### DO WYKONANIA:
- A) Odpowiedz na podstawie tekstu o płycie Lightning Bolt:
(i) Który zespół z Wielkiej Czwórki z Seattle wskazano w tekście jako faworyta?
(ii) W którym roku nastąpiło poznanie Soundgarden i Chrisa Cornella?
(iii) W jakim okresie Nirvana była uwielbiana?
- B) Skopiuj bez zmian fragment tekstu o płycie Lightning Bolt zawarty między słowami „Po kilku, mniej” a „że się wytłumaczę.”, łącznie z tymi słowami.

### BLOK TEKSTU:
"Prze(Błysk)i" - Pearl Jam - Lightning Bolt (2013)
Po kilku, mniej znanych płytach, przyszła pora by stworzyć tekst o... nieco bardziej znanym zespole. I zanim podniosą się głosy „Dlaczego akurat ta płyta? Przecież jest „Ten”, „Vitalogy” czy „Vs.”, pozwólcie, że się wytłumaczę.
Z Pearl Jamem zawsze było mi nie po drodze. Serio. Spośród Wielkiej Czwórki z Seattle, moim faworytem chyba na zawsze pozostanie Alice in Chains. Nirvanę uwielbiałem w czasach gimnazjalnych, wtedy Cobain był wręcz muzyczną wyrocznią. Sentyment pozostał. Soundgarden i Chrisa Cornella poznałem w 2015, gdy gdzieś na „jutubach” trafiłem na utwór tytułowy, z płyty Chrisa „Higher Truth”. Po obejrzeniu (i wysłuchaniu!) teledysku do „Jesus Christ Pose” grupy Soundgarden byłem już totalnie kupiony! A Pearl Jam...

### ZEBRANY MATERIAŁ:

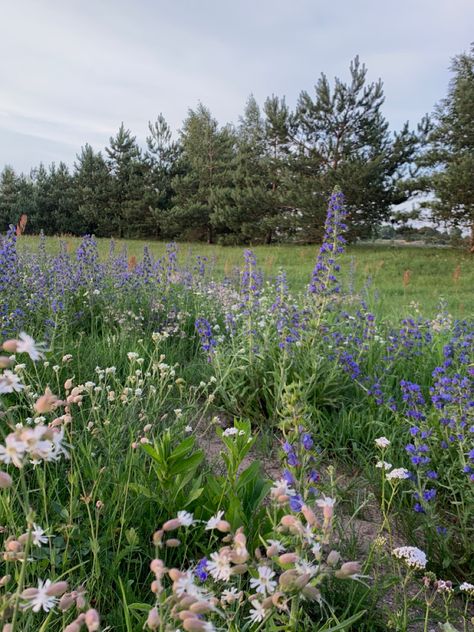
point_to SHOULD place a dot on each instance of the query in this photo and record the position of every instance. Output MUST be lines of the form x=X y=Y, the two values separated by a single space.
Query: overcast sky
x=72 y=70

### ODPOWIEDZI:
- A)
(i) Alice in Chains.
(ii) W 2015 roku.
(iii) W czasach gimnazjalnych.

- B)
Po kilku, mniej znanych płytach, przyszła pora by stworzyć tekst o... nieco bardziej znanym zespole. I zanim podniosą się głosy „Dlaczego akurat ta płyta? Przecież jest „Ten”, „Vitalogy” czy „Vs.”, pozwólcie, że się wytłumaczę.